> **TEXT SECTION**:
--*--
EAAPLEnterprise AI Architecture Pattern Library
EAAPLLibraryAgentic Workflows
Mature
⇄ Compare

ReAct Agent Loop

📄 Agentic WorkflowsEU AI ActISO/IEC 42001

[EAAPL-WRK001] ReAct Agent Loop

Category: Agentic Workflows Sub-category: Iterative Reasoning Architecture Version: 1.0 Maturity: Proven Tags: react, reason-act-observe, iterative-reasoning, thought-action-observation, scratchpad, tool-calling Regulatory Relevance: EU AI Act (Art. 13), ISO 42001 §8.4, NIST AI RMF (GOVERN 1.1)


1. Executive Summary

The ReAct (Reason + Act + Observe) Agent Loop Pattern defines an iterative execution architecture in which an AI agent alternates between explicit reasoning steps (Thought), tool-use actions (Action), and environmental observations (Observation) until it reaches a final answer. First formalised in the ReAct paper (Yao et al., 2022), this pattern has become the foundational execution model for production agentic systems deployed across document understanding, regulatory Q&A, and enterprise knowledge retrieval.

For CIO/CTO audiences: ReAct is the thinking-out-loud loop that allows an AI to work through a complex problem step by step, using external tools (databases, APIs, search) at each step to ground its reasoning in real data. Unlike a single inference call, ReAct is transparent — every reasoning step and every tool call is recorded in a scratchpad that can be audited. The pattern directly addresses the explainability requirements of regulated industries: the chain of thought is the audit trail. The primary operational considerations are latency (each loop iteration adds an LLM inference call) and cost control (unbounded loops exhaust token budgets).


2. Problem Statement

Business Problem

Complex business queries — "What are our regulatory obligations under CPS 234 for this vendor?" or "What caused this transaction anomaly?" — cannot be answered by a single LLM inference call against a static knowledge base. The answer requires multiple information-gathering steps, intermediate reasoning, and dynamic tool use based on what each step reveals.
--*--
> **LISTED RECORDS**:
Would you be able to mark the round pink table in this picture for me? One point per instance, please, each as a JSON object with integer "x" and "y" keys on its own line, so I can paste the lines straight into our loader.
--*--
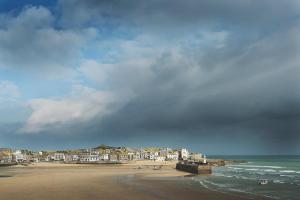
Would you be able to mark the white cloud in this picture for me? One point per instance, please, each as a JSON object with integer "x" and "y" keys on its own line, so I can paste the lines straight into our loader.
--*--
> **REQUIRED ACTION A**: Summarize the ReAct agent loop text in two sentences.
> **REQUIRED ACTION B**: Continue the ReAct agent loop text, starting after its last sentence.
The data above comes from a separate source and is unrelated to the text.

> **EXERCISE ANSWER A**: The ReAct Agent Loop Pattern is an iterative architecture in which an AI agent alternates between reasoning steps, tool-use actions, and observations until it reaches a final answer, with every step recorded in a scratchpad that can be audited. It suits complex business queries that a single LLM inference call cannot answer, though each loop iteration adds latency and unbounded loops can exhaust token budgets.

> **EXERCISE ANSWER B**:
Technical Problem

A single-turn LLM inference cannot dynamically decide which tools to use in what order based on intermediate results. The model must commit to its answer in one pass, making it prone to hallucination when the required information is not in its context and unable to adapt its information-gathering strategy based on what it discovers.

Symptoms of Absence

  • Agent gives confident but hallucinated answers to multi-step queries because it cannot retrieve intermediate grounding facts
  • Tool calls are all made upfront in a fixed order regardless of what earlier results reveal
  • No intermediate reasoning is recorded; outputs are unexplainable and unauditable
  • Agent cannot recover gracefully when a tool call fails midway through a task

Cost of Inaction

  • Accuracy Risk: Multi-step queries without iterative reasoning produce unreliable outputs unsuitable for regulated decision support
  • Auditability: Absence of reasoning trace creates compliance gaps in regulated industries
  • Trust: Users reject agent outputs they cannot verify or understand

3. Context

When to Apply

  • Tasks require multiple sequential information-gathering steps where each step informs the next
  • The full set of required tool calls cannot be determined upfront without seeing intermediate results
  • Auditability of reasoning is a regulatory or operational requirement
  • Tool failures must be handled gracefully mid-task with alternative strategies

When NOT to Apply

  • Single-step tasks fully answerable from context without tool use
  • Hard real-time latency constraints incompatible with multi-iteration inference (< 500ms)
  • Tasks with a fully deterministic, pre-known execution path (use Sequential Chain, EAAPL-WRK002)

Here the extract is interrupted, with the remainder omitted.